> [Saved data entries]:
:::
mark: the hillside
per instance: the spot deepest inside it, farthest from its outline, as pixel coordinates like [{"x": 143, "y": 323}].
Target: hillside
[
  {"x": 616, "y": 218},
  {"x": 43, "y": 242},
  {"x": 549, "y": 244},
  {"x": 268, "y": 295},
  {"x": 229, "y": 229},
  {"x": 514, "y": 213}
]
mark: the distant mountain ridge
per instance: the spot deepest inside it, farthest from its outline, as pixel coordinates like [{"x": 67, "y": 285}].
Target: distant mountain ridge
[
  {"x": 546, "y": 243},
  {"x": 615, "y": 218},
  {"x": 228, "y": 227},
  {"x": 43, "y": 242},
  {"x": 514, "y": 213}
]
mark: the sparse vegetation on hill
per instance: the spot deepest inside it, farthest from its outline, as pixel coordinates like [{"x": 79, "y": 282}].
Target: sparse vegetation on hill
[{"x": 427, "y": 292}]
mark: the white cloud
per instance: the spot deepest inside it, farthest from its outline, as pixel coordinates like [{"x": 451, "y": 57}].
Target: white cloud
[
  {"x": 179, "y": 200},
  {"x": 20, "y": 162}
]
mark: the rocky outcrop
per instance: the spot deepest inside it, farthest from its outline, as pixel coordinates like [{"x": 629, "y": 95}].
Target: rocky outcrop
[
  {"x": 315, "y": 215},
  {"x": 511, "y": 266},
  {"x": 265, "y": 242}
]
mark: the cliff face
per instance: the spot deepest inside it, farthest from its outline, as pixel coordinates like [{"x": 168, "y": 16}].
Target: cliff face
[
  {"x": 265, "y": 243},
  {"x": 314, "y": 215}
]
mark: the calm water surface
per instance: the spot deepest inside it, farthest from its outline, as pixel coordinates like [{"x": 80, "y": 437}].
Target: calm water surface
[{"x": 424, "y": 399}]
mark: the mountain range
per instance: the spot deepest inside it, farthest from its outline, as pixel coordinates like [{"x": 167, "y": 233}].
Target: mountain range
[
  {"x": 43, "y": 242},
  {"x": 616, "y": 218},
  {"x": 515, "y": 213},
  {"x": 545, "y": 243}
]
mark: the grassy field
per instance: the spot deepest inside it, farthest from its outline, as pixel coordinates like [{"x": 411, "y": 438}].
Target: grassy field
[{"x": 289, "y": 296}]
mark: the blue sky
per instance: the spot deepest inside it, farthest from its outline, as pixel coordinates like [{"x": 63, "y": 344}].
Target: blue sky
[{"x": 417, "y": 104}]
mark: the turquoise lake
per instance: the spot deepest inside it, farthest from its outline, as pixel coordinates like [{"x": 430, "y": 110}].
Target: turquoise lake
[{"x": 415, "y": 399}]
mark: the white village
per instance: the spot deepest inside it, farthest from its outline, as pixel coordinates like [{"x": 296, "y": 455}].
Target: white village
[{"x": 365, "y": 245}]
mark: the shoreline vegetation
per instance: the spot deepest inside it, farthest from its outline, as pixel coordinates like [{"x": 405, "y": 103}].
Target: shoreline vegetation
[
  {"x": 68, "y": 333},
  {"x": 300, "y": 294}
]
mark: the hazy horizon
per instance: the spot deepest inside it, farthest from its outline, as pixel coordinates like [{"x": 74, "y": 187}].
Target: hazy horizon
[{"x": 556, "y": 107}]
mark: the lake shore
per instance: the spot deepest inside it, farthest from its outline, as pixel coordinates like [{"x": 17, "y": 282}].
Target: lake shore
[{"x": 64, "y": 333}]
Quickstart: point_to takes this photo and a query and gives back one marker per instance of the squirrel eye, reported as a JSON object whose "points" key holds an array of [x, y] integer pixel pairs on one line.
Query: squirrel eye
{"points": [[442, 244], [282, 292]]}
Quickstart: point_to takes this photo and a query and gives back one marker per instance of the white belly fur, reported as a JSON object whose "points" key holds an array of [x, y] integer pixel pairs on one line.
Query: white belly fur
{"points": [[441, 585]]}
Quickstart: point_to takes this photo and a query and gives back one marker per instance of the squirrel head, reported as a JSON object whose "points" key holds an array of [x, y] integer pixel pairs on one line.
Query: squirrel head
:::
> [What you are asked to do]: Every record above is to be transcribed exactly.

> [Finished task]:
mark: the hillside
per instance: the spot deepest inside it, farthest from its outline, as pixel coordinates like [{"x": 143, "y": 323}].
Target: hillside
[
  {"x": 616, "y": 218},
  {"x": 43, "y": 242},
  {"x": 549, "y": 244},
  {"x": 268, "y": 295},
  {"x": 229, "y": 229},
  {"x": 514, "y": 213}
]
mark: the distant mountain ridge
per instance: the spot deepest inside it, farthest from its outline, as pixel coordinates like [{"x": 67, "y": 285}].
Target: distant mountain ridge
[
  {"x": 546, "y": 243},
  {"x": 615, "y": 218},
  {"x": 228, "y": 227},
  {"x": 43, "y": 242},
  {"x": 514, "y": 213}
]
mark: the sparse vegetation on hill
per instance: the spot deepest inside it, farthest from its outline, as pixel coordinates like [{"x": 79, "y": 282}].
Target: sparse vegetation on hill
[{"x": 427, "y": 292}]
mark: the white cloud
per instance: the spot deepest inside it, farthest from its outline, as pixel coordinates like [{"x": 451, "y": 57}].
Target: white cloud
[
  {"x": 179, "y": 200},
  {"x": 20, "y": 162}
]
mark: the rocky outcrop
per instance: the spot deepest inside it, farthest from its outline, as pixel coordinates like [{"x": 629, "y": 95}].
Target: rocky outcrop
[
  {"x": 315, "y": 215},
  {"x": 511, "y": 266},
  {"x": 265, "y": 242}
]
mark: the cliff face
per instance: the spot deepest inside it, farthest from its outline, as pixel coordinates like [{"x": 168, "y": 16}].
Target: cliff face
[
  {"x": 265, "y": 243},
  {"x": 314, "y": 215}
]
mark: the calm water surface
per instance: the spot deepest inside it, farthest from its outline, as pixel coordinates like [{"x": 80, "y": 437}].
Target: calm water surface
[{"x": 424, "y": 399}]
mark: the mountain range
per instance: the spot deepest inside it, farthest from its outline, as pixel coordinates like [{"x": 167, "y": 233}].
Target: mountain range
[
  {"x": 43, "y": 242},
  {"x": 616, "y": 218},
  {"x": 515, "y": 213},
  {"x": 545, "y": 243}
]
mark: the grassy field
per instance: the spot deepest inside it, farthest from its outline, as pixel coordinates like [{"x": 411, "y": 438}].
Target: grassy field
[{"x": 289, "y": 296}]
mark: the blue sky
per instance: the spot deepest inside it, farthest from its outline, as pixel coordinates like [{"x": 63, "y": 344}].
Target: blue sky
[{"x": 417, "y": 104}]
mark: the turquoise lake
per instance: the spot deepest inside it, farthest from its outline, as pixel coordinates like [{"x": 430, "y": 110}].
Target: turquoise lake
[{"x": 415, "y": 399}]
mark: the white village
per instance: the spot deepest inside it, farthest from its outline, as pixel coordinates like [{"x": 296, "y": 455}].
Target: white village
[{"x": 365, "y": 245}]
mark: the shoreline vegetation
per instance: the spot deepest inside it, farthest from its outline, as pixel coordinates like [{"x": 405, "y": 103}].
Target: shoreline vegetation
[
  {"x": 68, "y": 333},
  {"x": 300, "y": 294}
]
mark: the hazy horizon
per instance: the spot deepest inside it, farthest from its outline, as pixel coordinates like [{"x": 74, "y": 187}].
Target: hazy horizon
[{"x": 556, "y": 107}]
mark: the lake shore
per instance: the spot deepest inside it, farthest from its outline, as pixel coordinates like [{"x": 17, "y": 282}].
Target: lake shore
[{"x": 64, "y": 333}]
Quickstart: point_to takes this photo and a query and gives back one marker per instance of the squirrel eye, reported as a JSON object whose "points" key holds an array of [x, y] integer pixel pairs on one line.
Query: squirrel eye
{"points": [[442, 244], [282, 292]]}
Quickstart: point_to takes this photo and a query and gives back one marker per instance of the white belly fur, reported as a JSON object whose "points" key holds an array of [x, y] integer pixel pairs on one line.
Query: white belly fur
{"points": [[441, 585]]}
Quickstart: point_to takes this photo and a query and gives back one marker per instance of the squirrel head, reported as a JSON object whose "points" key holds an array of [x, y] integer pixel pairs on one line.
Query: squirrel head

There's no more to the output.